■ **Passage to read**
----
For one, there’s travel. That wasn’t too important for the 24-year-old until some friends went off to different parts of the world. The stories and adventures they returned with peaked his interest. He’s compiled a list of locations to visit, and it is short and succinct.

“Everywhere,” Ranger said. “Honestly, there isn’t one particular place I’d like to see; there are many particular places.”

He lists every continent on the globe as a potential destination. Africa, Southeast Asia, Australia, New Zealand and Europe, of course, and then throw-in South America as well.

“That one is not high on my priority list,” Ranger explained, “But that’s my list and I’d like to expand it.”

So with an extensive menu of destinations like that, where has he gotten to in the summer?

“Nowhere,” Ranger sadly admitted. “It’s kind of tough to travel when you have an injury you have to rehab. Unfortunately, this summer, it’s all about my shoulder.”

The second such summer in a row.

For Paul Ranger, the off-season began on March 3, when surgery for a torn shoulder labrum shut down his season after only 42 games. It would mark the second consecutive off-season that Ranger would be forced to rehab from the same injury only on the other side this time.

After surgery in early March, the Lightning defenseman began his rehabilitation in Tampa, working with Lightning Head Athletic Trainer Tom Mulligan and his assistant, Mike Poirer. In June he returned to his hometown of Whitby, Ontario, a suburb 30 miles east of Toronto, and continued his rehab program. At this point, most of the flexibility and range is back in his shoulder.

“I’m in the strength phase now,” Ranger explained. “The shoulder still has some strength to gain back.”

And then there is skating, an activity he hasn’t undertaken since he was injured in the early part of February.
----
■ **Raw data**
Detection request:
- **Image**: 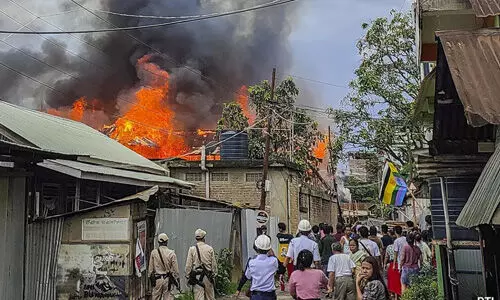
----
■ **Problems to solve**
[1] In the article about Paul Ranger's off-season, why has Ranger not traveled anywhere this summer? Answer in one to three sentences.
[2] Set down the part of the Paul Ranger article starting at "He lists every" and ending at "in the summer?".
[3] Extend the article on Paul Ranger's off-season, picking up after its final sentence.

■ **Expected results**
[1] Ranger has not traveled because he has a shoulder injury to rehab, and he says it is tough to travel in that situation. A torn shoulder labrum required surgery on March 3, so this summer is all about his shoulder.

[2]
He lists every continent on the globe as a potential destination. Africa, Southeast Asia, Australia, New Zealand and Europe, of course, and then throw-in South America as well.

“That one is not high on my priority list,” Ranger explained, “But that’s my list and I’d like to expand it.”

So with an extensive menu of destinations like that, where has he gotten to in the summer?

[3]
“I just went on the ice today for the first time,” Ranger said. “It’s been a while. You can feel the difference when you haven’t skated in a while. My feet felt ok. I felt like my skating was decent for being the first time in six months or so.”

Beyond the conditioning, there was a fishing trip to a lake in Quebec. The weather was not ideal and neither was the fishing, but Ranger enjoyed himself anyway.

“It’s pretty much all fishing and male camaraderie, I’d guess you’d say,” Ranger explained. “We sit around the campfire at night and do some fishing during the day. We even had a shore lunch this year, where you take the fish that you caught in the morning and clean them and have a fish fry right on the beach.”

Ranger makes a conscious effort to change his routine in the off-season, when he has the chance to be more relaxed than in the heat of the NHL season.

“I’ve actually been trying to stay away from television and movies this summer,” Ranger said. “I watch a ton of movies while traveling during the season and when we have down time. I’ve got enough of that. I’m staying away from it.”

So, for Ranger, the summer has been one of working out, repairing his shoulder, some reading and spending time with some good friends he was raised with in Whitby.

Of course, rehabbing from the same injury in consecutive years has made the daily grind tougher for Ranger, as might be expected.

“It does take a lot of work, especially doing it twice,” Ranger said. “Put it this way: I’m glad it’s over with and I’m doing my best to make the shoulder as strong as possible so I never have to go through this again.”

And why would he? There are places to visit in the off-season.